### Excerpt provided
** BEGIN **
Tuesday, July 15, 2014

Our Schools Need Moratoriums on Common Core & High-Stakes Testing!

The Common Core State Standards package is the linchpin of a mechanism to sell policies, high-stakes tests such as Oregon’s Smarter Balanced Assessment, confidential student data, and other practices that pose immediate harm for a whole generation of our children, public education, and democracy. We need to stop the Common Core from doing more damage.

Do not be fooled. The Common Core State Standards (CCSS) package is sold falsely as a “state” effort to achieve equal educational opportunities and assure that all U.S. students can compete globally. In reality, the CCSS package nationally centralizes education policy to serve the interests of an elite group of rich and powerful people. The CCSS sales effort threatens the real source of success and innovation in the U.S. - a decentralized system of school governance responsive to local needs and priorities.

Oregon Save Our Schools supports local and state standards to guide teaching. The CCSS package is part of a national campaign to privatize school management, de-professionalize teaching, turn learning into a sales commodity, and limit our schools to producing workers instead of informed citizens. Ways the CCSS package is built on misinformation:

1.    It is based on a false corporate media narrative about “failing” public education.

2.    The standards are unfounded, untested, and often developmentally inappropriate.

3.    These falsely labeled “state” standards are nationally mandated for federal waivers and Race To The Top grants, and copyrighted to assure uniform application.

4.    It was “adopted” in Oregon without real public input or analysis of whether it was an improvement over the previous Oregon standards.

5.    It doubles-down on more than a decade of failed corporate education reforms, such as test-driven accountability (like Oregon’s upcoming Smarter Balanced Assessment), that have already caused collateral damage to schools and tapped school budgets; especially schools serving kids with the greatest needs.

6.    It diverts attention from the factors affecting student achievement -- poverty and income inequality – and wrongly blames teachers for national economic issues.

7.    It imposes a national curriculum, which the federal government is banned from doing, and preempts local control of schools to expand lucrative national markets for testing companies, education technologies, and pre-packaged curriculum kits.
** END **
### Exercise task 1
In the Common Core post, swap "public input" for "community input" and write out the stretch from "2.    The standards" through "previous Oregon standards." with that change.
### Exercise task 2
According to the Common Core post, what factors affecting student achievement are overlooked?
### Exercise task 3
Go on with the post opposing Common Core, picking up after its seventh numbered point.
The lines that come next have no connection to the Common Core post above.

### Provided information
** BEGIN **
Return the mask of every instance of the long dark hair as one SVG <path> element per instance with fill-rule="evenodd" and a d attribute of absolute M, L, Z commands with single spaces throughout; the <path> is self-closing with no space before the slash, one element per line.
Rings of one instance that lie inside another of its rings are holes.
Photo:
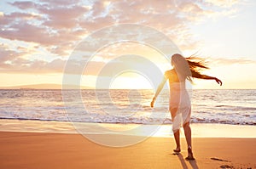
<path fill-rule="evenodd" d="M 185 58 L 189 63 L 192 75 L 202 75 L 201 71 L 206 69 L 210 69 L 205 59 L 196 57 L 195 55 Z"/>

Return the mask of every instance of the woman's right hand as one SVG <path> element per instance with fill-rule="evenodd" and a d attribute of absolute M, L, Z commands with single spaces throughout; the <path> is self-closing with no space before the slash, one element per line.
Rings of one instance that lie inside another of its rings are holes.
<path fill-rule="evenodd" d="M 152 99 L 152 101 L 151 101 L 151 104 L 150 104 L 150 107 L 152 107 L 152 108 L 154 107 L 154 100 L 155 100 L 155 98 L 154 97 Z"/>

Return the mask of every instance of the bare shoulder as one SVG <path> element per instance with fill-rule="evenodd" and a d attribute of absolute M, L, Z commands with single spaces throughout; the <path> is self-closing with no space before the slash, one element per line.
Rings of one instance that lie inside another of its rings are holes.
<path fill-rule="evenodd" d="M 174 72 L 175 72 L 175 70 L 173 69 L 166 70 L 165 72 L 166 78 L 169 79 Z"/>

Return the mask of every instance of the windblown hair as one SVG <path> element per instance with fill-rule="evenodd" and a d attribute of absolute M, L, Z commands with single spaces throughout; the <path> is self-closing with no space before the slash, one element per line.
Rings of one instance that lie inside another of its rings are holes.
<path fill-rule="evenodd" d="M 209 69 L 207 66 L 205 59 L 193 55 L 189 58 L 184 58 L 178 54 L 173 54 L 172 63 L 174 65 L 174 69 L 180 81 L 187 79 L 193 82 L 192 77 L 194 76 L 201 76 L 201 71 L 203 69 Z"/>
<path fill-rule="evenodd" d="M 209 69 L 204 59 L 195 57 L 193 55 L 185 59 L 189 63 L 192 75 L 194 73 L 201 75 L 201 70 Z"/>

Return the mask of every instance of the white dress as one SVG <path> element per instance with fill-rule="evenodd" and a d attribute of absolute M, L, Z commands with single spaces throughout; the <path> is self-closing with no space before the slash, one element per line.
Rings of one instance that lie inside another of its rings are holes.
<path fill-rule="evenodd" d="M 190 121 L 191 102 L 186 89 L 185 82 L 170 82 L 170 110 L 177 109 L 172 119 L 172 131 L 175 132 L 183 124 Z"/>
** END **
** BEGIN **
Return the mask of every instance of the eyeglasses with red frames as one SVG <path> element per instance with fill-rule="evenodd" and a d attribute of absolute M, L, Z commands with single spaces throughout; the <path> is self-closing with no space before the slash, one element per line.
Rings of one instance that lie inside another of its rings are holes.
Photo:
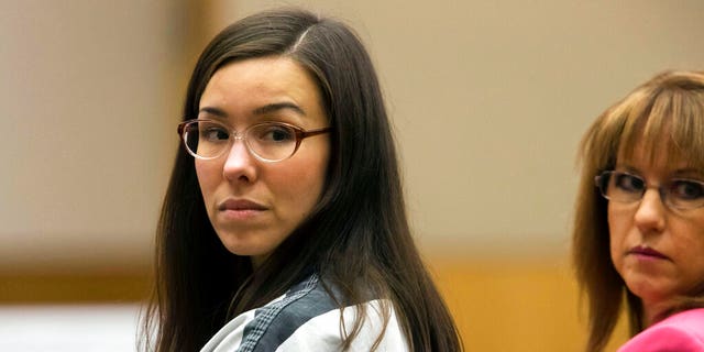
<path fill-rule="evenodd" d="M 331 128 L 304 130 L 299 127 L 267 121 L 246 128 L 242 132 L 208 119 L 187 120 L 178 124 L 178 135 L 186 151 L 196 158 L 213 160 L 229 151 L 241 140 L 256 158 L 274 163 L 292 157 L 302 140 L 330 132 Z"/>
** END **
### Exercise response 1
2.    The standards are unfounded, untested, and often developmentally inappropriate.

3.    These falsely labeled “state” standards are nationally mandated for federal waivers and Race To The Top grants, and copyrighted to assure uniform application.

4.    It was “adopted” in Oregon without real community input or analysis of whether it was an improvement over the previous Oregon standards.

### Exercise response 2
Poverty and income inequality.

### Exercise response 3
8.    The associated "longitudinal database” systems sold along with CCSS to deliver “personalized learning” mean tracking keystrokes along a “curriculum continuum” and compiling personal student data profiles of our kids’ interests, beliefs, and behaviors to be stored and sold away from parental, student, or school control.

Oregon Save Our Schools calls for a moratorium on CCSS implementation, and urges fellow citizens to act to put the public back in public education.

PDF flyer of our position statement


Thursday, July 3, 2014

Oregon SOS at the Gates Foundation Protest in Seattle

On Thursday, June 26th, members of Oregon Save Our Schools joined Oregon Bad Ass Teachers (BATs) in Seattle in solidarity with Washington BATs and Washington Save Our Schools at an event designed to bring attention to Bill Gates’ undue influence in our public schools. A group estimated to be between 150-300 teachers, parents, and supporters marched from Westlake Center, where the event began with a rally, to the headquarters of The Bill and Melinda Gates Foundation about a mile away.
Oregon SOS members Deb Mayer, Catherine Carroll, Kris Alman, and
Kathleen Hagans-Jeskey with teacher & activist Anthony Cody

The event began with singing, led by Washington BATs Chorus, and speakers at Westlake Center. Speakers at the initial event site included Dr. Wayne Au, Assistant Professor of Education at UW Bothell and editor of Rethinking Schools, and Seattle city council member Kshama Sawant. The event was full of music. Singing continued as the group made their way to the Gates Foundation. There, more singing followed as well as dancing and more speakers.

Speakers at the Gates Foundation event site included Susan DuFresne, co-founder of the website Teachers’ Letters to Bill Gates.

Ms. DuFresne read a letter of the group’s demand that the Gates Foundation divest from corporate education reform and then presented bound hard copies to a Gates Foundation representative of the hundreds of letters which teachers have written on her website to Bill and Melinda Gates with the hope that they would be read and would receive a response. Ms. DuFresne was followed by speakers Morna McDermott of United Opt Out and Anthony Cody. Cody’s Living in Dialogue blog appears in Education Week and his first book, The Educator and The Oligarch, which analyzes the destructive influence that the Gates Foundation has had on national education policy, will be released this fall. Along with education historian and former Assistant US Secretary of Education Diane Ravitch, Anthony Cody is also co-founder of The Network for Public Education.

We would like to give a big thank you from Oregon Save Our Schools to the Washington BATs for organizing this high quality event. It was a pleasure to attend and hopefully a wakeup call for the many residents of Seattle, the Pacific Northwest, and the nation who see Gates as a benevolent benefactor in the sphere of public education when the policies he promotes are in fact harmful to our students.

Saturday, June 7, 2014

Sen. Ron Wyden Doesn't Get It On Common Core


Pat Eck, an OSOS member, recently wrote to Senator Ron Wyden concerning the Common Core State Standards. Here is Wyden’s responding email which is confusing as he recognizes that many constituents have raised concerns to him, yet he continues to think Common Core and the testing to be what is best for Oregon students.  Furthermore, he urges Oregonians to contact their legislators with these concerns as well.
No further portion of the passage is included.